> ROWS:
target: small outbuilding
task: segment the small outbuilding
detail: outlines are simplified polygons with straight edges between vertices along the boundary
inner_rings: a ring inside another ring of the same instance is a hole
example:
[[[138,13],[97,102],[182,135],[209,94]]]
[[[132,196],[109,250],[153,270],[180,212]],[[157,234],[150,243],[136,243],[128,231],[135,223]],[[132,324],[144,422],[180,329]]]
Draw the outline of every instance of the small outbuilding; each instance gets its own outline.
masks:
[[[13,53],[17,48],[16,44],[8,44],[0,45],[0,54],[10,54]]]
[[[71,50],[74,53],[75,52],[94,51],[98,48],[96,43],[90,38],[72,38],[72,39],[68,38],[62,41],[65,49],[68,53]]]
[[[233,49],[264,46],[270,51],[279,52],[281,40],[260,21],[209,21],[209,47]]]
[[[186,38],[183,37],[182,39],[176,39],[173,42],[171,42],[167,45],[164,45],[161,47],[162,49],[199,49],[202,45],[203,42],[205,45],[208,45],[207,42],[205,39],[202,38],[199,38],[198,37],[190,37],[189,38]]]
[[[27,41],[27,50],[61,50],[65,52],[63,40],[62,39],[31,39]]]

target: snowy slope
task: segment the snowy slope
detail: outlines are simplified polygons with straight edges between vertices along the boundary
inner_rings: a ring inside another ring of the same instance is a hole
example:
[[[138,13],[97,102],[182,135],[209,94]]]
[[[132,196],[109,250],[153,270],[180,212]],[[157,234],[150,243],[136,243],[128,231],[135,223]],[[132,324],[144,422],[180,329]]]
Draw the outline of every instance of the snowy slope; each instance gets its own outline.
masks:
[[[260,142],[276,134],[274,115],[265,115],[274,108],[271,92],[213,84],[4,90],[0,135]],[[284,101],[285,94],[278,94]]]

> GIVEN TASK: Print both entries above again, copying every line and character unchanged.

> OUTPUT:
target: small outbuilding
task: segment the small outbuilding
detail: outlines are simplified polygons with straight edges between vertices along the boundary
inner_rings: a ring inside another ring of the same instance is a hole
example:
[[[138,13],[97,102],[182,135],[209,94]]]
[[[132,196],[109,250],[153,270],[180,212]],[[157,234],[150,243],[136,243],[128,231],[135,223]],[[132,324],[144,422],[180,329]]]
Draw the outline of every instance of the small outbuilding; each instance gets its own outline.
masks:
[[[13,53],[17,48],[16,44],[8,44],[0,45],[0,54],[10,54]]]
[[[71,50],[74,53],[75,52],[94,51],[98,48],[96,43],[90,38],[72,38],[72,39],[68,38],[62,41],[65,49],[68,53]]]
[[[233,49],[264,46],[270,51],[279,52],[281,40],[260,21],[209,21],[209,47]]]
[[[186,38],[183,37],[182,39],[176,39],[173,42],[171,42],[167,45],[164,45],[161,47],[162,49],[199,49],[202,45],[203,42],[205,45],[208,45],[207,42],[205,39],[202,38],[199,38],[198,37],[190,37],[189,38]]]
[[[27,41],[27,50],[61,50],[65,52],[63,40],[62,39],[31,39]]]

target: snowy slope
task: segment the snowy slope
detail: outlines are simplified polygons with straight edges between vertices along the boundary
inner_rings: a ring inside another ring of the same instance is a hole
example:
[[[138,13],[97,102],[182,135],[209,94]]]
[[[132,196],[109,250],[153,270],[180,212]],[[157,234],[150,243],[136,243],[128,231],[135,223]],[[132,324],[144,422],[180,329]]]
Draw the outline of every instance of the snowy slope; each instance gets its own outline.
masks:
[[[260,142],[276,134],[274,115],[265,115],[274,108],[271,92],[213,84],[4,90],[0,135]],[[284,101],[285,94],[278,94]]]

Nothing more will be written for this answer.